### Input data
####

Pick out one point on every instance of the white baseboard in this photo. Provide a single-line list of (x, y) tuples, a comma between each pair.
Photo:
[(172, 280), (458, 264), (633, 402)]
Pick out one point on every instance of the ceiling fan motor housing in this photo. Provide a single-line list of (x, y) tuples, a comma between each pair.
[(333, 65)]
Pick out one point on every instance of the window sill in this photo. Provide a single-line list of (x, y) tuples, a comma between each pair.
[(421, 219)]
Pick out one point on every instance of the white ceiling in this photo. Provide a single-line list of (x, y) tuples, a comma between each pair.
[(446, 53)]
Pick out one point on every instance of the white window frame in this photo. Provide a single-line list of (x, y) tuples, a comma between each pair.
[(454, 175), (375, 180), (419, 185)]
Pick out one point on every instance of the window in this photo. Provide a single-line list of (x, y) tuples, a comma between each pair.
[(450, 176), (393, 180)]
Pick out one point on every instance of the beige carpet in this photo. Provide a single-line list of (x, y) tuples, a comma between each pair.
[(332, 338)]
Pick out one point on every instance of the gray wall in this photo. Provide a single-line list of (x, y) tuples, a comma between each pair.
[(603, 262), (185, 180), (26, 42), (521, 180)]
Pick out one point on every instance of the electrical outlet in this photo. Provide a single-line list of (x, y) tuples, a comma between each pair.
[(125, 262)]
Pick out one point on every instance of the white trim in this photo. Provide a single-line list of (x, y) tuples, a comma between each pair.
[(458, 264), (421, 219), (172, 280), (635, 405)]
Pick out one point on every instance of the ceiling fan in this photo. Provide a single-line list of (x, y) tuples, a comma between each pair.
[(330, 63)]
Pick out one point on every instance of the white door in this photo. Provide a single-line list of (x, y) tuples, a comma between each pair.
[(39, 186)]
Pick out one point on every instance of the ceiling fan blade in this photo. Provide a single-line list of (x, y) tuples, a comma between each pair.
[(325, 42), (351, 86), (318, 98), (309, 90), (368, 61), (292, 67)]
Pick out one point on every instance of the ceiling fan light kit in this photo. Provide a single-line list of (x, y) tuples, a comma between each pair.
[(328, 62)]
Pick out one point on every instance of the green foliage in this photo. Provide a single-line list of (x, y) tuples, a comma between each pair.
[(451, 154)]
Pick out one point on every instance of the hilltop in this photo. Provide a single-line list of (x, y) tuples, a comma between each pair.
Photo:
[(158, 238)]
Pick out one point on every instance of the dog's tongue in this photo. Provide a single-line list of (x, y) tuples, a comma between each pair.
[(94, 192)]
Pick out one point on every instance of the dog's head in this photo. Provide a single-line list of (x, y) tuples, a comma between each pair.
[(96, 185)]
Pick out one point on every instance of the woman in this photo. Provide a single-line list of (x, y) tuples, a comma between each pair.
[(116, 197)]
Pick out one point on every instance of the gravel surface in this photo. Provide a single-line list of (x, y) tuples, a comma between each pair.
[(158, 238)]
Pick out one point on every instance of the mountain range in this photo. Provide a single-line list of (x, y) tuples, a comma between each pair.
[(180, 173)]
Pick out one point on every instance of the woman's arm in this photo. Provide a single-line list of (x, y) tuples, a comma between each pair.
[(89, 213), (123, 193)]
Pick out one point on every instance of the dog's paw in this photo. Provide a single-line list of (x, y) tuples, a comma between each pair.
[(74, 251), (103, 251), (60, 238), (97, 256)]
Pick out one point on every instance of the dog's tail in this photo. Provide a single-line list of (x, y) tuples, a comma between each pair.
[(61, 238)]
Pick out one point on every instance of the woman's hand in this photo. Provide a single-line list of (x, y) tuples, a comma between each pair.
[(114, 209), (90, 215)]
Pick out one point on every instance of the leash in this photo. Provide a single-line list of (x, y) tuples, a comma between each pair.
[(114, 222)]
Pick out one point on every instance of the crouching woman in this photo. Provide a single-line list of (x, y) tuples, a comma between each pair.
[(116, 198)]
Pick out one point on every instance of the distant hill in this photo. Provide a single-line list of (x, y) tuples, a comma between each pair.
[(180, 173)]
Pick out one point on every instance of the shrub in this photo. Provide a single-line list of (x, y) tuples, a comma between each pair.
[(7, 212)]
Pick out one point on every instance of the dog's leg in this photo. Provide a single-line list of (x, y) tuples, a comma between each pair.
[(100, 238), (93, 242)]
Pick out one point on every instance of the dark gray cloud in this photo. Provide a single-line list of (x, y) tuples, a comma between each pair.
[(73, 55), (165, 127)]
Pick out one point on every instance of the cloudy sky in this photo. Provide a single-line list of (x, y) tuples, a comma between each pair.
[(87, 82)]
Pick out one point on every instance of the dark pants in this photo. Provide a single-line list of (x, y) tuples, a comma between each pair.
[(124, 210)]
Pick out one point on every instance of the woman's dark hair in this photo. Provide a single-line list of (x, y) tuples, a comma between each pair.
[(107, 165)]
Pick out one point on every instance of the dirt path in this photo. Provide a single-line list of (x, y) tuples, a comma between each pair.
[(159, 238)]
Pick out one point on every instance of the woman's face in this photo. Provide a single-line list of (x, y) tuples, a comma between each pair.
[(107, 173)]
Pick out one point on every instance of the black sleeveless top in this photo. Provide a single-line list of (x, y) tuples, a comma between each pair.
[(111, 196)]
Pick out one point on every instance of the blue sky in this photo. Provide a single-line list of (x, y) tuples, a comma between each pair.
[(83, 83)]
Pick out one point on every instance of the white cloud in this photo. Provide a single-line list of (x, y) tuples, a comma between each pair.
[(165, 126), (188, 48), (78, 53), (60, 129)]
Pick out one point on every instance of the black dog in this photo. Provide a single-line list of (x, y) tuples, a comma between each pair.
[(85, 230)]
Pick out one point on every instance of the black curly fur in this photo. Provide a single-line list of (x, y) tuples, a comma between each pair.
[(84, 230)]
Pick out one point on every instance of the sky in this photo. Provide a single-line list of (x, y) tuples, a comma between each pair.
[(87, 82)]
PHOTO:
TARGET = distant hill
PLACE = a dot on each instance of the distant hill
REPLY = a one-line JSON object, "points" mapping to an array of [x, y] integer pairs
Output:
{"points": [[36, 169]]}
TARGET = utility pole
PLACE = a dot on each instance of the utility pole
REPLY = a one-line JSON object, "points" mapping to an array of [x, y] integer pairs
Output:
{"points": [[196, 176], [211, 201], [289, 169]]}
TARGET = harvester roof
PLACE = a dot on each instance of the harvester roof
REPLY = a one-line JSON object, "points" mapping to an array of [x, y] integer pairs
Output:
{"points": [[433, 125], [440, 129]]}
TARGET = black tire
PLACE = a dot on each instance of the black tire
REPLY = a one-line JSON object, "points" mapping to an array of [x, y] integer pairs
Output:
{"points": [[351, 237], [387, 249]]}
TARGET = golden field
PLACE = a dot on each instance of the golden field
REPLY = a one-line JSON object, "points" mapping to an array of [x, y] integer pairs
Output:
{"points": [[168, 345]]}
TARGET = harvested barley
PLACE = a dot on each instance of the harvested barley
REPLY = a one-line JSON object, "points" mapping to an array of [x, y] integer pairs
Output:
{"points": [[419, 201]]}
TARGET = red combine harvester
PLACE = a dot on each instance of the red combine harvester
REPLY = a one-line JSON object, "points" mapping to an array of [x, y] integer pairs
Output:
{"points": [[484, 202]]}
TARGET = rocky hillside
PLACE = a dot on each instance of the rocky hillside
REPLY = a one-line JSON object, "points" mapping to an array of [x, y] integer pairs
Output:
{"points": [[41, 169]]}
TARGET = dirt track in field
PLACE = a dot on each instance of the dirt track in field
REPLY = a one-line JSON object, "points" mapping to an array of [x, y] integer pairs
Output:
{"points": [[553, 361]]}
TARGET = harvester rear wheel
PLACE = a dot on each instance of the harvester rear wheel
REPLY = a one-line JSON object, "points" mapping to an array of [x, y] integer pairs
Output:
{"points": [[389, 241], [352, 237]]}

####

### Exercise brief
Output all of the data exactly as given.

### Answer section
Pick out one point on every instance of the white baseboard in this photo. Provide a single-line list of (x, y) tuples, a comma between each pair.
Photo:
[(172, 280), (458, 264), (633, 402)]
Pick out one point on every instance of the ceiling fan motor housing in this photo. Provide a single-line list of (x, y) tuples, a comma between each pair.
[(333, 65)]
Pick out one point on every instance of the window sill in this photo. Provide a single-line list of (x, y) tuples, a comma between each pair.
[(421, 219)]
Pick out one point on every instance of the white ceiling in this photo. Provide a single-line list of (x, y) tuples, a comma between each pair.
[(446, 53)]
Pick out one point on every instance of the white window frame in this photo. Provide a single-line list of (x, y) tuples, a comma between each pair.
[(454, 175), (375, 180), (419, 185)]
Pick out one point on every instance of the window in this photo. Provide a single-line list of (x, y) tuples, a comma between each pair.
[(450, 176), (393, 180)]
Pick out one point on every instance of the beige carpet in this photo. Provide a single-line list of (x, y) tuples, a comma between each pair.
[(332, 338)]
Pick out one point on every instance of the gray wall in this photo. Provide a single-line list of (x, y) tuples, a comma between each pair.
[(603, 262), (185, 180), (26, 42), (521, 180)]
Pick out one point on every instance of the electrical outlet in this photo. Provide a single-line list of (x, y) tuples, a comma between each pair.
[(125, 262)]
Pick out one point on every instance of the white trim in this photo. Provide a single-line list of (x, y) tuples, a comma between each pair.
[(458, 264), (421, 219), (172, 280), (635, 405)]
Pick out one point on every instance of the ceiling fan in this photo. Provide a single-line list of (x, y) tuples, a comma between each pair.
[(330, 63)]
Pick out one point on every instance of the white door in this photo. Provide a single-line list of (x, y) tuples, a comma between each pair.
[(39, 186)]
Pick out one point on every instance of the ceiling fan blade in this photo. Provide a single-line list of (x, y) tuples, a comma between each pair.
[(325, 42), (351, 86), (318, 98), (309, 90), (368, 61), (292, 67)]
Pick out one point on every instance of the ceiling fan light kit in this photo. Provide a single-line list of (x, y) tuples, a comma between each pair.
[(328, 62)]
Pick out one point on every instance of the green foliage in this photo. Provide a single-line list of (x, y) tuples, a comma between each pair.
[(451, 154)]
Pick out one point on every instance of the hilltop in this photo. Provide a single-line list of (x, y) tuples, a comma between each pair.
Photo:
[(158, 238)]
Pick out one point on every instance of the dog's tongue in this photo. Provide a single-line list of (x, y) tuples, a comma between each pair.
[(94, 192)]
Pick out one point on every instance of the dog's head in this photo. Provide a single-line list of (x, y) tuples, a comma between each pair.
[(96, 185)]
Pick out one point on every instance of the woman in this photo. Provide a single-line list of (x, y) tuples, a comma between each pair.
[(116, 197)]
Pick out one point on every instance of the gravel surface in this photo. Provide a single-line list of (x, y) tuples, a comma between each pair.
[(158, 238)]
Pick out one point on every instance of the mountain range in this photo. Provide a single-line list of (x, y) tuples, a comma between each pair.
[(180, 173)]
Pick out one point on every instance of the woman's arm in this photo. Provide a single-line list of (x, y) tuples, a comma between each pair.
[(89, 213), (123, 193)]
Pick out one point on every instance of the dog's paw in this photo. Provide a single-line list of (x, y) tuples, a comma between each pair.
[(74, 251), (103, 251), (60, 238), (97, 256)]
Pick out one point on every instance of the dog's tail in this photo. Provide a single-line list of (x, y) tuples, a comma between each pair.
[(61, 238)]
Pick out one point on every instance of the woman's hand in this photo. Provide a single-line list of (x, y) tuples, a comma between each pair.
[(114, 209), (90, 215)]
Pick out one point on every instance of the leash in this photo. Provide a single-line list of (x, y) tuples, a comma between each pair.
[(114, 222)]
Pick out one point on every instance of the crouching woman in this photo. Provide a single-line list of (x, y) tuples, a comma between each pair.
[(116, 198)]
Pick out one point on every instance of the distant hill in this photo. Provide a single-line list of (x, y) tuples, a comma between each pair.
[(180, 173)]
Pick out one point on every instance of the shrub in this photo. Provide a single-line list of (x, y) tuples, a comma between each pair.
[(7, 212)]
Pick out one point on every instance of the dog's leg in this photo. Provide a single-line list of (x, y) tuples, a comma between each pair.
[(100, 238), (93, 242)]
Pick out one point on every instance of the dark gray cloud in this photo. Provide a single-line list of (x, y) tuples, a comma between each pair.
[(73, 55), (165, 127)]
Pick out one point on every instance of the cloudy sky in this photo. Provide a single-line list of (x, y) tuples, a comma between each pair.
[(87, 82)]
Pick out one point on every instance of the dark pants in this photo. Provide a single-line list of (x, y) tuples, a comma between each pair.
[(124, 210)]
Pick out one point on every instance of the woman's dark hair in this photo. Provide a single-line list of (x, y) tuples, a comma between each pair.
[(107, 165)]
Pick out one point on every instance of the dirt path in this photo. Provide a single-line list of (x, y) tuples, a comma between each pair.
[(159, 238)]
Pick out one point on every instance of the woman's face in this photo. Provide a single-line list of (x, y) tuples, a comma between each pair.
[(107, 173)]
Pick out one point on every instance of the black sleeveless top in this photo. Provide a single-line list of (x, y) tuples, a comma between each pair.
[(111, 196)]
Pick out one point on every instance of the blue sky in this photo. Provide a single-line list of (x, y) tuples, a comma between each pair.
[(83, 83)]
Pick out one point on every instance of the white cloud in this photo. Provide a single-line list of (x, y) tuples, a comma between each pair.
[(165, 126), (188, 48), (78, 53), (60, 129)]
Pick out one point on every instance of the black dog in this photo. Provide a single-line list of (x, y) tuples, a comma between each pair.
[(85, 230)]
Pick out one point on every instance of the black curly fur in this photo. Provide a single-line list of (x, y) tuples, a comma between each pair.
[(84, 230)]
Pick out one point on every instance of the sky in this photo. Provide a single-line list of (x, y) tuples, a comma between each pair.
[(87, 82)]
PHOTO:
TARGET = distant hill
PLACE = a dot on each instance of the distant hill
REPLY = a one-line JSON object, "points" mapping to an array of [x, y] integer pairs
Output:
{"points": [[36, 169]]}
TARGET = utility pole
PLACE = a dot on each instance of the utility pole
REPLY = a one-line JSON object, "points" mapping to an array of [x, y] integer pairs
Output:
{"points": [[196, 176], [211, 201], [289, 169]]}
TARGET = harvester roof
PLACE = a dot on each instance of the harvester roof
REPLY = a one-line JSON object, "points" mapping to an array of [x, y] integer pairs
Output:
{"points": [[433, 125], [440, 129]]}
TARGET = black tire
PLACE = a dot on each instance of the black tire
REPLY = a one-line JSON object, "points" mapping to an array of [x, y] integer pairs
Output:
{"points": [[351, 237], [387, 249]]}
TARGET = golden field
PLACE = a dot on each instance of the golden field
REPLY = a one-line JSON object, "points" mapping to an array of [x, y] integer pairs
Output:
{"points": [[168, 345]]}
TARGET = harvested barley
PLACE = a dot on each instance of the harvested barley
REPLY = a one-line JSON object, "points" mapping to an array of [x, y] integer pairs
Output:
{"points": [[419, 201]]}
TARGET = red combine harvester
PLACE = a dot on each instance of the red combine harvester
REPLY = a one-line JSON object, "points" mapping to an array of [x, y] integer pairs
Output:
{"points": [[484, 202]]}
TARGET = rocky hillside
PLACE = a dot on each instance of the rocky hillside
REPLY = a one-line JSON object, "points" mapping to an array of [x, y] integer pairs
Output:
{"points": [[41, 169]]}
TARGET = dirt track in field
PLACE = a dot on each instance of the dirt track in field
REPLY = a one-line JSON object, "points" mapping to an array of [x, y] integer pairs
Output:
{"points": [[553, 361]]}
TARGET = harvester rear wheel
PLACE = a dot on each instance of the harvester rear wheel
REPLY = a one-line JSON object, "points" mapping to an array of [x, y] integer pairs
Output:
{"points": [[389, 241], [352, 237]]}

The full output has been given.